TO DO: Copy the entries below exactly; any picture among them should be left out.

Referring expression grounding data:
===============

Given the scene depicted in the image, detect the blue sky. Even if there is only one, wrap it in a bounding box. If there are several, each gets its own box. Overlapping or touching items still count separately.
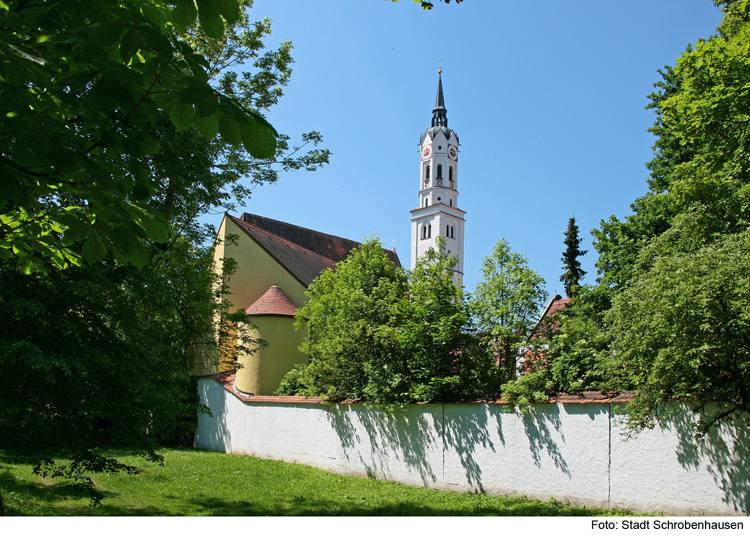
[210,0,723,296]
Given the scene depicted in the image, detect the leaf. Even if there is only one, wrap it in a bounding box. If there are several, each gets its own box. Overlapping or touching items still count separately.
[196,0,224,39]
[215,0,241,24]
[241,118,277,159]
[120,27,141,62]
[219,116,242,147]
[82,232,107,264]
[126,240,150,268]
[194,113,219,139]
[171,0,198,34]
[169,103,195,131]
[132,207,169,244]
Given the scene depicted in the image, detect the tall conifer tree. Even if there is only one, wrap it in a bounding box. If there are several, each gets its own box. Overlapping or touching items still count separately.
[560,217,587,297]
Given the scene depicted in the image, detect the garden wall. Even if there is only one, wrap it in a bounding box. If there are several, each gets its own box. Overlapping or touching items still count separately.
[194,374,749,515]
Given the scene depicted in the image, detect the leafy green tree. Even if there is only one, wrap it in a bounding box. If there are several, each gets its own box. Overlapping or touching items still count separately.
[470,239,548,384]
[0,239,262,504]
[559,217,587,298]
[279,237,491,404]
[0,0,327,507]
[607,224,750,435]
[286,237,408,402]
[599,0,750,433]
[0,0,277,273]
[500,285,616,409]
[591,65,683,295]
[376,238,492,403]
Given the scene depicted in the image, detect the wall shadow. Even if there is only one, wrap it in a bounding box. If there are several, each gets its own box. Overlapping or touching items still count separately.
[440,405,504,492]
[326,405,438,486]
[518,405,570,477]
[667,409,750,514]
[193,379,231,453]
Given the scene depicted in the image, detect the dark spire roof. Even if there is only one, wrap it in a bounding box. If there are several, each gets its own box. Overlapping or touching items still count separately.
[431,72,448,128]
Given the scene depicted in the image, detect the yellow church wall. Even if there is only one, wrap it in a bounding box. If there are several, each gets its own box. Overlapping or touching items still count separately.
[220,216,309,311]
[235,315,309,396]
[205,214,311,381]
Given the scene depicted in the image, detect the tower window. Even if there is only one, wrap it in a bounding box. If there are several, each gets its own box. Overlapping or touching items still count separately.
[424,198,428,207]
[437,164,443,179]
[422,223,432,240]
[428,224,432,238]
[425,165,430,180]
[449,166,453,181]
[450,199,453,207]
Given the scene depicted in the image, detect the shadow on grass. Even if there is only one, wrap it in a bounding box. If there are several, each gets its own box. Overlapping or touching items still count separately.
[171,494,610,516]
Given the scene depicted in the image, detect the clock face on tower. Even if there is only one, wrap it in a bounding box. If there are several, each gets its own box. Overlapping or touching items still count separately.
[421,145,432,159]
[448,144,458,161]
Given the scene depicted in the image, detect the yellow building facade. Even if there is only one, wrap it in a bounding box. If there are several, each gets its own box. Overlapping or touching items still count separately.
[202,213,400,396]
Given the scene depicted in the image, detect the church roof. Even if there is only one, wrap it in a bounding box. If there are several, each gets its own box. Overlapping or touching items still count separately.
[246,285,298,317]
[434,73,446,112]
[228,213,401,287]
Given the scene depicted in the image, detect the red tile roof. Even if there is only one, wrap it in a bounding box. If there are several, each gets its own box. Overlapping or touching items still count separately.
[530,295,571,339]
[246,285,298,317]
[547,296,571,317]
[209,372,632,405]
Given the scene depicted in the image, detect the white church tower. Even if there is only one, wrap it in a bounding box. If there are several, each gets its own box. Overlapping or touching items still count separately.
[410,70,466,283]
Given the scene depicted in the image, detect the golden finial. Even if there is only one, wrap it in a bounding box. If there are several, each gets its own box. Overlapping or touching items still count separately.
[438,62,442,75]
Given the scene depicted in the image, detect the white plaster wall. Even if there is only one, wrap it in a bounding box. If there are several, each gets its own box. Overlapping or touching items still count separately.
[440,403,610,509]
[609,410,748,515]
[195,378,748,515]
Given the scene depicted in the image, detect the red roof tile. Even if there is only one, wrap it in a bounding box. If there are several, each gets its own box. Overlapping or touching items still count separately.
[546,296,571,317]
[246,285,298,317]
[209,372,633,406]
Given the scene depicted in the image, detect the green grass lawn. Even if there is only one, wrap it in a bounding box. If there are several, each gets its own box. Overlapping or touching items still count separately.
[0,447,637,516]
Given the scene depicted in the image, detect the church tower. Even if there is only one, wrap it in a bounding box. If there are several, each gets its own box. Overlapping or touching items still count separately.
[410,70,466,283]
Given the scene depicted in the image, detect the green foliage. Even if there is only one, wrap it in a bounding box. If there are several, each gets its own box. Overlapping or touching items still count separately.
[500,368,554,410]
[470,239,548,384]
[0,0,325,504]
[0,0,279,272]
[607,225,750,435]
[559,217,587,297]
[500,286,616,410]
[288,237,408,401]
[596,1,750,433]
[279,237,492,404]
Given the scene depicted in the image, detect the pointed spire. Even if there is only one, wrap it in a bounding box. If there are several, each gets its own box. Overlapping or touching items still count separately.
[431,67,448,128]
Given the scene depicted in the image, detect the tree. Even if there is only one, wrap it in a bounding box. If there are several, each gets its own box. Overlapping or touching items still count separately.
[470,239,548,384]
[598,0,750,434]
[278,237,492,404]
[607,224,750,436]
[377,238,492,404]
[0,0,328,507]
[559,217,587,297]
[0,0,277,273]
[285,237,408,402]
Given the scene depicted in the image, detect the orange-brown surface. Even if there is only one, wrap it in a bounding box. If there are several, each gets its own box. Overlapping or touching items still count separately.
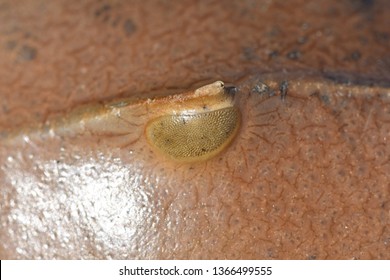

===============

WORKED SOLUTION:
Given the scene depicted in the image, detect the blue sky. Even if there is only one, wrap it in a bounding box. If there are several, each gets its own box. Overlapping or touching items still count separately.
[210,0,723,296]
Given the scene depicted in the image, detect the leaf. Even if there is only one, wrap it in a bounding box. If there are several, each gets its own box. Overlapping or touching items still count separately.
[196,0,224,39]
[215,0,241,24]
[241,118,277,159]
[120,27,141,62]
[219,116,242,147]
[82,232,107,264]
[126,240,150,268]
[194,113,219,139]
[171,0,198,34]
[169,103,195,131]
[132,207,169,244]
Given the scene depicted in the image, detect the tall conifer tree. Even if there is only one, wrap it in a bounding box. If there are several, each gets its own box. Overlapping or touching items still count separately.
[560,217,587,297]
Given the scene depicted in the image, detect the garden wall. Even if there is only one, wrap it in a bounding box. If there are several, each gets its own box. Overlapping or touching items still count separately.
[194,374,749,515]
Given the scene depicted in the image, detect the leafy green tree. Even if there is only one, wrap it in a bounding box. If there are several, each gets its own box. Overlapping or touching items still count separately.
[470,239,548,384]
[0,239,262,504]
[559,217,587,298]
[279,237,491,404]
[0,0,327,507]
[607,224,750,435]
[286,237,408,402]
[599,0,750,433]
[0,0,277,273]
[500,285,616,409]
[591,65,683,295]
[376,238,492,403]
Given the scene depicted in the image, detect the wall shadow. Even if there is only one, wrap it in a bounding box. If there are several, each gets its own box. Overlapping or touching items still count separately.
[440,405,504,492]
[326,405,438,486]
[518,405,570,477]
[667,409,750,514]
[193,379,231,453]
Given the scene depicted in the image, detect the dark spire roof. Even if there is only one, wrap it in a bounding box. If there are several, each gets its own box. Overlapping or touching items still count separately.
[431,72,448,128]
Given the scene depicted in the image, detect the yellow church wall. Even if there is only one, wrap it in a bounding box. If there are several, each gets its own box. Overlapping or touching items still count separately.
[220,216,309,311]
[235,315,309,396]
[205,214,311,381]
Given the scene depicted in the image, detect the tower window. Even if there is only one, wrap it in a bounding box. If there are several, each gets its own box. Overlapping or touching items still count separately.
[424,198,428,207]
[437,164,443,179]
[422,223,432,240]
[428,224,432,238]
[425,165,430,180]
[449,166,453,181]
[450,199,453,207]
Given the scene depicted in the image, detect the shadow on grass. Even if there is only one, wrap it in a bounding box. If there are several, each gets its own box. Overlapping or touching items still count separately.
[171,494,610,516]
Given the scene depicted in the image, detect the clock face on tower. Even if there is only one, wrap it in a bounding box. If there are several, each gets its own box. Overlapping or touching items still count separately.
[421,145,432,159]
[448,144,458,161]
Given the scene depicted in the image, detect the yellow building facade. Even if there is only one, wrap it in a bounding box. If there are several, each gets its own box. Overlapping or touching items still count separately.
[202,213,400,396]
Given the scene depicted in the image, detect the church roof. Even if there is only one, wrap it in a bounding box. If there are several, each gets its own box. Overlapping or touching items still count separately.
[246,285,298,317]
[434,73,446,112]
[228,213,401,287]
Given the scene depicted in the image, detect the red tile roof. Even if there is only one, wrap it in a bounding box. If there are several, each gets its own box. Overlapping or touching items still count separately.
[530,295,571,339]
[246,285,298,317]
[547,296,571,317]
[209,372,632,405]
Given the scene depicted in the image, detect the white church tower. Even if there is only one, wrap it in a bounding box. If there are several, each gets its own box. Overlapping or touching items still count separately.
[410,70,466,283]
Given the scene depicted in the image, detect the golden finial. Even if there is only one, wrap it in a bounding box. If there are several, each gets its own box. Overlapping or touching items still count separately.
[438,62,442,75]
Given the scene depicted in the image, detect the white plaster wall. Even if there is only one, wrap it in a bounding box. If there are several, each gets its own box. Overlapping or touching items still count separately.
[440,403,610,509]
[609,410,748,515]
[195,378,748,515]
Given the scene depicted in the image, detect the red roof tile. Even if there is only one, wrap it in a bounding box. If there are several, each gets its own box. Overlapping or touching items still count separately.
[546,296,571,317]
[246,285,298,317]
[209,372,633,406]
Given the scene depicted in the image, detect the green grass lawn. Even if there is only one, wrap it in a bounding box. If there are several, each gets its own box. Overlapping or touching items still count separately.
[0,447,637,516]
Given the scene depicted in the image, detect the church tower. Even if there is only one, wrap it in a bounding box. If there are several, each gets its own box. Overlapping or touching items still count separately.
[410,70,466,283]
Given the scene depicted in the image, detect the green foliage. Even if there is only one, wrap it in a bounding box. If there are several, each gets its own box. Overlapping or touching items still count separately.
[500,368,554,410]
[470,239,548,384]
[0,0,325,504]
[0,0,279,272]
[607,225,750,435]
[559,217,587,297]
[500,286,616,410]
[288,237,408,401]
[596,1,750,433]
[279,237,492,404]
Given the scene depicted in the image, detect the pointed spire. Even if there is only one, wrap it in a bounding box. If there are several, each gets its own box. Overlapping or touching items still count separately.
[431,67,448,128]
Given the scene depicted in the image, detect the tree. Even if there is only one, wrap it in a bounding box. If there are several, each gets its own box. Overlapping or touching items still count separately.
[470,239,548,384]
[598,0,750,434]
[278,237,492,404]
[607,224,750,436]
[377,238,492,404]
[0,0,328,507]
[559,217,587,297]
[0,0,277,273]
[285,237,408,402]
Given the scene depicted in the image, detect the orange-brown surface. Even if there is only one, wrap it in a bounding box. If there are several, each gets its own box. Overlapping or touching items still count separately.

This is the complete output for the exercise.